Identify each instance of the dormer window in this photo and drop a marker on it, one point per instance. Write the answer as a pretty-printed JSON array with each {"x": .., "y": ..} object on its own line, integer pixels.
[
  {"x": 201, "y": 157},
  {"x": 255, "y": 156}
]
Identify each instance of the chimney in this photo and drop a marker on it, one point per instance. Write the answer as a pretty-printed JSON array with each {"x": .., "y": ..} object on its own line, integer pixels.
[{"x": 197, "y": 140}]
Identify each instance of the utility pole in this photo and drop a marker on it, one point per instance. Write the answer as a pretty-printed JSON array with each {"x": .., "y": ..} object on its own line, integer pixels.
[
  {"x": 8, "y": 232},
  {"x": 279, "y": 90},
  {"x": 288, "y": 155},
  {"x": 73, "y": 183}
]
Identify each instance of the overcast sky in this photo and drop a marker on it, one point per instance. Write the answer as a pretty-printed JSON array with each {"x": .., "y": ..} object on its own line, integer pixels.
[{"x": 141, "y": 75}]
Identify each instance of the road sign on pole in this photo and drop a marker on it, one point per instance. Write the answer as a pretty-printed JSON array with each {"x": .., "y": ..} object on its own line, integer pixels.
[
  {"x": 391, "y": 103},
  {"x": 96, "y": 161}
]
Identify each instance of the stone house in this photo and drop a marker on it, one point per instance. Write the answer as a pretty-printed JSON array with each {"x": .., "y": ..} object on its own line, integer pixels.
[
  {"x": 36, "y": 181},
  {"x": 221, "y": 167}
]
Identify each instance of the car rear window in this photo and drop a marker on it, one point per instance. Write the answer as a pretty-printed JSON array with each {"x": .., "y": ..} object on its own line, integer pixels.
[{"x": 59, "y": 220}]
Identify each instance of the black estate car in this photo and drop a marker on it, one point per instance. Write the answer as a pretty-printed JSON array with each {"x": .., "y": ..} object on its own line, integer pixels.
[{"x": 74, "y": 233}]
....
DIRECTIONS FOR THIS TASK
Output only the lines running from the line with "Identify each instance of the overcast" through the final line of the data, inclusive.

OUTPUT BELOW
Identify each instance of the overcast sky in this photo and drop a marker on it, one point per instance. Write the answer as a pretty-printed JSON array with each {"x": .., "y": ..} object on its own line, integer pixels.
[{"x": 141, "y": 75}]
Identify each instance of the road sign on pole in this photo and drop a marker on it, one point per instance. Write the answer as a pretty-printed JSON array with each {"x": .., "y": ..} object on its own line, integer pixels.
[
  {"x": 391, "y": 103},
  {"x": 96, "y": 161}
]
Identify each instance of the stone house in this photo and drop a marker on it, one point per instance. Write the answer as a pretty-printed JSON array with each {"x": .., "y": ..} object on its own line, integer pixels.
[
  {"x": 36, "y": 181},
  {"x": 221, "y": 167}
]
Identify each instance of the car rear window in this photo and drop a marker on it, one point per instance. Write the answer as a pretty-printed JSON array with each {"x": .., "y": ..} object on its own line, integer pixels.
[{"x": 59, "y": 220}]
Identify each instance of the black estate car in this photo and drop a marker on it, one point per instance. Write the answer as a pretty-printed JSON array with each {"x": .., "y": ..} object on its own line, integer pixels.
[{"x": 74, "y": 233}]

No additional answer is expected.